Excerpt ::
ONDC at three years: 288 million orders, 4% market share, and what the gap explains
India's open commerce protocol has built something real. The milestone numbers leave out the harder story.
In April 2026, ONDC quietly passed 288 million cumulative orders since its pilot launch in 2022. That is a real number, drawn from real transactions. It showed up in industry newsletters, ministry briefings, and a handful of venture-capital decks as evidence that India's open commerce infrastructure is finally working. The coverage was largely positive.
What most of it did not mention: ONDC holds an estimated 4.3% of India's e-commerce market. Amazon India and Flipkart, together, hold 83%.
Neither fact invalidates the other. But reading one without the other produces a misleading picture of where India's open network for digital commerce actually stands in 2026.
Where the 288 million came from
ONDC's transaction growth follows a recognisable DPI arc. A pilot in a handful of cities. A rollout across more geographies. Category expansion beyond retail. Milestone press releases at each inflection point. By January 2023, there were fewer than 600 sellers on the network. By August 2025, 167,500 retail sellers were transacting across more than 630 cities.
Food and grocery drove the largest share of volume, primarily through Magicpin, which built an ONDC-native buyer app and achieved meaningful adoption in Tier-1 markets. Mobility, financial services, specifically credit products embedded at the point of purchase, and logistics added volume on top. March 2025 saw 16.5 million transactions in a single month, and by early 2026 daily retail orders had settled around 150,000.
For a network that was processing a few hundred thousand transactions monthly in 2023, that trajectory is substantial. The question is what it means relative to the market ONDC is trying to reshape.
The four gaps the milestone number does not carry
The 288 million orders figure is accurate. These four gaps sit alongside it without cancelling it.
Market share
India's total e-commerce market is estimated at 950 million to 1 billion orders per quarter in 2025-26. ONDC's cumulative three-year total is roughly equivalent to what Amazon India processes in three to four weeks. The 4.3% market share is not a failure; it is a baseline. But it means the open network, despite real growth, is still operating at the margin of the ecosystem it aims to transform.
Seller activation vs seller onboarding
ONDC onboarded approximately 760,000 sellers and service providers by March 2025. Of those, around 167,500 were transacting regularly by August 2025, an activation rate of 22%. The gap between onboarding and activation is the harder operational problem. Onboarding requires registration and catalogue upload. Activation requires the seller to receive orders, fulfil them, manage returns, and find that the unit economics work. ONDC's network design does not solve that last part directly; it relies on seller apps and logistics partners to do it. Not all of them have.

Material to process ::

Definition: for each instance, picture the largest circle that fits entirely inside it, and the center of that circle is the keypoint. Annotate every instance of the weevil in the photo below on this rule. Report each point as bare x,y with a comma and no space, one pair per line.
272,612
--
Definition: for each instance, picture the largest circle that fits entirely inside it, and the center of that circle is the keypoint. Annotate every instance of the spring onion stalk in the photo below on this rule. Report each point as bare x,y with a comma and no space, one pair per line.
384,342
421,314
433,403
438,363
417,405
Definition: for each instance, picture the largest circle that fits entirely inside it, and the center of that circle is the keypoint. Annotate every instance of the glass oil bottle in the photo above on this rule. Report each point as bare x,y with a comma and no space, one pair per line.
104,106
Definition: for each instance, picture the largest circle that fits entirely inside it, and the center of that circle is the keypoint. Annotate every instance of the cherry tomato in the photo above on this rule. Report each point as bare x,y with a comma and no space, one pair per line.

Task list ::
1. Answer these questions from the ONDC article:
(a) How many cumulative orders had ONDC passed by April 2026?
(b) What share of India's e-commerce market do Amazon India and Flipkart hold together?
(c) What activation rate does the article give for ONDC sellers?
2. Rescale the records starting with the line that contains "of the spring" and going on through the line that contains "of the cherry". Write out every one of those lines again, requests included, but multiply each coordinate in the answers by 1.35 and round it to a whole number, with halves rounding up.
These records have no connection to the ONDC article.

Per-task outputs ::
1.
(a) 288 million
(b) 83%
(c) 22%

2.
Definition: for each instance, picture the largest circle that fits entirely inside it, and the center of that circle is the keypoint. Annotate every instance of the spring onion stalk in the photo below on this rule. Report each point as bare x,y with a comma and no space, one pair per line.
518,462
568,424
585,544
591,490
563,547
Definition: for each instance, picture the largest circle that fits entirely inside it, and the center of that circle is the keypoint. Annotate every instance of the glass oil bottle in the photo above on this rule. Report each point as bare x,y with a comma and no space, one pair per line.
140,143
Definition: for each instance, picture the largest circle that fits entirely inside it, and the center of that circle is the keypoint. Annotate every instance of the cherry tomato in the photo above on this rule. Report each point as bare x,y with a comma and no space, one pair per line.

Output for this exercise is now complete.